■ **SUPPLIED RECORDS**
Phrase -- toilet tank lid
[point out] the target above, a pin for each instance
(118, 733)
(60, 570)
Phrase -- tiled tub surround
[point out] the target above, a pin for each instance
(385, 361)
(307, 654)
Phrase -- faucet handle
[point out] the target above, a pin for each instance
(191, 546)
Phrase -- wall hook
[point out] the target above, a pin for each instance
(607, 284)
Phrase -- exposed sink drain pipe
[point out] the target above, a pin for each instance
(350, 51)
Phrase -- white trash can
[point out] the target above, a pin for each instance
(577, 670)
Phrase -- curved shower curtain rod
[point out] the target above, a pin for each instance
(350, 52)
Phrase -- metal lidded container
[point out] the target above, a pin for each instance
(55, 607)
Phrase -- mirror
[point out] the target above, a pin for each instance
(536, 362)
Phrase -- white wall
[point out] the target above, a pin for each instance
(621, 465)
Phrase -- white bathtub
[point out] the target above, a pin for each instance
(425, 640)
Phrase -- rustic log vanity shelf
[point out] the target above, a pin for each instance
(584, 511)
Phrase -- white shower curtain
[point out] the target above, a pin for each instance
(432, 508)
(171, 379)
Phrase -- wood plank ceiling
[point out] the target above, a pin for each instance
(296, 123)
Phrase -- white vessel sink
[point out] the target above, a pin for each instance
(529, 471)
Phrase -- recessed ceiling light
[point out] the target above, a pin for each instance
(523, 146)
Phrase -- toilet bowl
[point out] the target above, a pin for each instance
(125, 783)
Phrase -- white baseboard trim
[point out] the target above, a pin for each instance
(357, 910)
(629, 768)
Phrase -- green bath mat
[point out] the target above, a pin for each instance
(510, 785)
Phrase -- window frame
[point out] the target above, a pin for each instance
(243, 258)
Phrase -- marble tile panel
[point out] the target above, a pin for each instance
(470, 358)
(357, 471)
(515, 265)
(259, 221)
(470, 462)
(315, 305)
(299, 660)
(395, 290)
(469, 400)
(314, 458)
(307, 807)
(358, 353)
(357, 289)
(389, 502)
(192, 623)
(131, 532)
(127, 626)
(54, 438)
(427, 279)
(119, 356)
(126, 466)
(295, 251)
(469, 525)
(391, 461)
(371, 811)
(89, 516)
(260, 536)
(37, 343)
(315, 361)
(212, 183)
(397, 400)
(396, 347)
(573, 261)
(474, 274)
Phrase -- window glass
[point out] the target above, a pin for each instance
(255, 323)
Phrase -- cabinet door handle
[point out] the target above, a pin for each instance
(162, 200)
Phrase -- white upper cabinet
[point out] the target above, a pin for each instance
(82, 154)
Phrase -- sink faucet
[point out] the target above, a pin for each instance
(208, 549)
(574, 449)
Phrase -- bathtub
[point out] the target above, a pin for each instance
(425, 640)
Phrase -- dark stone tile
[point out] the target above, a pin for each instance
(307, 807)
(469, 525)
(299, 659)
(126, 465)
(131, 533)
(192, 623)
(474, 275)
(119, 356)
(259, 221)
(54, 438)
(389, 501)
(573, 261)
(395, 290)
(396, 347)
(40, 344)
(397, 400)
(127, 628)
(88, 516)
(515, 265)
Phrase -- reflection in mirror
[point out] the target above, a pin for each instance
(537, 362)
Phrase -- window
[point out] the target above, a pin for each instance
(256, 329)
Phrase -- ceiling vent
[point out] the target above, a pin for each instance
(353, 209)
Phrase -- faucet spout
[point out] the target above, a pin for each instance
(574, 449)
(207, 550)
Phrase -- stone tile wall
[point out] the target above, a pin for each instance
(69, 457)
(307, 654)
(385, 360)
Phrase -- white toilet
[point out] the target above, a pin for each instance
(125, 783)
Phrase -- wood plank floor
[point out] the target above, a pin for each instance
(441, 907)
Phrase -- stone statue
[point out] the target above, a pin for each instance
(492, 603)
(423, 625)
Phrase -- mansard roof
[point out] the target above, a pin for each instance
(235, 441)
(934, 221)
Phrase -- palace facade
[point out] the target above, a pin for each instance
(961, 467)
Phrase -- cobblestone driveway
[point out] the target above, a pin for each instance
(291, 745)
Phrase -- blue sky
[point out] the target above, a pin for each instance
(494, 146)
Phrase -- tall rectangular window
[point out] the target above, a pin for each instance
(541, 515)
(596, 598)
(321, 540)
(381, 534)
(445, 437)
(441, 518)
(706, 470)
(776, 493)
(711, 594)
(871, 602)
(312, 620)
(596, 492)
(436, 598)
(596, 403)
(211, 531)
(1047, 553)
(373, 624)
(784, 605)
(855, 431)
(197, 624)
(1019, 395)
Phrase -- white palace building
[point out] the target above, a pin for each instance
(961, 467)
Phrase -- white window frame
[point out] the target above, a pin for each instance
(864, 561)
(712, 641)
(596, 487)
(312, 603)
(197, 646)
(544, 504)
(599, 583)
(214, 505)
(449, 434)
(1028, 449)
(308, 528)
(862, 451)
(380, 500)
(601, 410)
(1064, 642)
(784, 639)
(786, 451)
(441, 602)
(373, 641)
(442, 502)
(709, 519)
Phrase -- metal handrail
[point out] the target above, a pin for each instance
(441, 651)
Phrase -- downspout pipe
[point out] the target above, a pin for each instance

■ **TASK BRIEF**
All the records above need to be set down again exactly as they were given.

■ **THE ANSWER**
Phrase -- toilet tank lid
[point out] the target above, a pin for each instance
(118, 733)
(60, 570)
Phrase -- tiled tub surround
[point out] the target above, a pin for each instance
(385, 361)
(307, 654)
Phrase -- faucet handle
[point out] the target above, a pin for each instance
(191, 546)
Phrase -- wall hook
[point out] the target above, a pin for each instance
(607, 284)
Phrase -- exposed sink drain pipe
[point out] the target above, a pin for each instance
(350, 51)
Phrase -- white trash can
[point out] the target above, a pin for each instance
(577, 670)
Phrase -- curved shower curtain rod
[point out] the target above, a pin for each instance
(350, 52)
Phrase -- metal lidded container
[point out] the target above, a pin for each instance
(55, 607)
Phrase -- mirror
[point out] the target above, a pin for each instance
(536, 362)
Phrase -- white wall
[point out] the target above, a pin for each instance
(621, 465)
Phrase -- white bathtub
[point out] the target above, a pin for each instance
(425, 640)
Phrase -- rustic log vanity shelf
[point out] the target above, a pin for each instance
(584, 511)
Phrase -- white shower curtain
[point out] the target above, a pin for each instance
(432, 508)
(171, 379)
Phrase -- wood plank ceiling
[point out] the target above, a pin for each instance
(296, 123)
Phrase -- white vessel sink
[point out] the target above, a pin for each instance
(529, 471)
Phrase -- recessed ceiling light
[point out] the target above, a pin for each instance
(523, 146)
Phrase -- toilet bowl
[point out] the target above, a pin for each instance
(125, 783)
Phrase -- white baseboard trim
[point out] the target above, a pin for each instance
(357, 910)
(629, 768)
Phrase -- green bath mat
[point out] the target above, a pin for each instance
(510, 785)
Phrase -- window frame
[point out] the target above, a pin for each instance
(243, 258)
Phrase -- marble tile panel
[point out] the target above, a pin for each instance
(470, 358)
(357, 471)
(515, 265)
(259, 221)
(470, 462)
(315, 305)
(299, 660)
(395, 290)
(469, 400)
(314, 458)
(307, 807)
(358, 353)
(357, 289)
(389, 502)
(192, 623)
(131, 532)
(127, 626)
(54, 438)
(427, 279)
(119, 356)
(126, 466)
(295, 251)
(469, 525)
(391, 461)
(371, 811)
(89, 516)
(260, 536)
(37, 343)
(315, 361)
(212, 183)
(397, 400)
(396, 347)
(573, 261)
(474, 274)
Phrase -- window glass
[point out] the target above, a pin for each instance
(255, 323)
Phrase -- cabinet door handle
[point out] the target above, a pin for each instance
(162, 200)
Phrase -- white upper cabinet
[point out] the target above, a pin for each instance
(82, 154)
Phrase -- sink faucet
[point out] the target above, a pin for each instance
(208, 549)
(574, 449)
Phrase -- bathtub
[point out] the target above, a pin for each instance
(425, 640)
Phrase -- dark stone tile
[point out] the target above, a pin for each instance
(307, 807)
(469, 525)
(299, 659)
(126, 465)
(131, 533)
(192, 623)
(474, 275)
(119, 356)
(259, 221)
(54, 438)
(389, 501)
(573, 261)
(395, 290)
(396, 347)
(40, 344)
(397, 400)
(127, 628)
(88, 516)
(515, 265)
Phrase -- reflection in mirror
[point out] the target above, a pin for each instance
(537, 362)
Phrase -- window
[point out] the target above, a pin for each instance
(256, 329)
Phrase -- ceiling vent
[point out] the target above, a pin for each instance
(353, 209)
Phrase -- faucet spout
[point out] the target above, a pin for each instance
(574, 449)
(207, 550)
Phrase -- stone tile wall
[point out] the target above, a pin for each instance
(69, 457)
(307, 654)
(385, 360)
Phrase -- white toilet
[point out] the target above, a pin for each instance
(125, 783)
Phrase -- wood plank floor
[point out] the target above, a pin for each instance
(441, 907)
Phrase -- stone statue
[point out] the target above, a pin for each instance
(492, 603)
(423, 625)
Phrase -- mansard roof
[point out] the target above, a pin for each instance
(235, 441)
(934, 221)
Phrase -- palace facade
[point out] the target above, a pin for each instance
(961, 467)
Phrase -- cobblestone driveway
[point out] the target above, a pin for each instance
(291, 745)
Phrase -- blue sky
[point out] the target above, a pin for each instance
(494, 146)
Phrase -- tall rectangular window
[point out] the target above, a pin for each instance
(541, 515)
(596, 598)
(321, 540)
(381, 534)
(445, 437)
(441, 518)
(706, 470)
(776, 493)
(711, 594)
(871, 602)
(312, 620)
(596, 492)
(436, 598)
(596, 403)
(211, 531)
(1047, 553)
(373, 624)
(784, 605)
(855, 431)
(197, 624)
(1019, 395)
Phrase -- white palace building
[point out] the target above, a pin for each instance
(961, 467)
Phrase -- white window frame
[point out] the target above, a pin for each instance
(864, 561)
(712, 641)
(596, 487)
(312, 603)
(197, 646)
(544, 504)
(599, 583)
(214, 505)
(449, 434)
(1028, 449)
(308, 528)
(862, 451)
(380, 500)
(601, 410)
(1064, 642)
(784, 639)
(786, 451)
(441, 602)
(373, 641)
(442, 502)
(709, 519)
Phrase -- metal handrail
[point out] the target above, a pin for each instance
(441, 651)
Phrase -- downspout pipe
[point out] the target above, a pin for each instance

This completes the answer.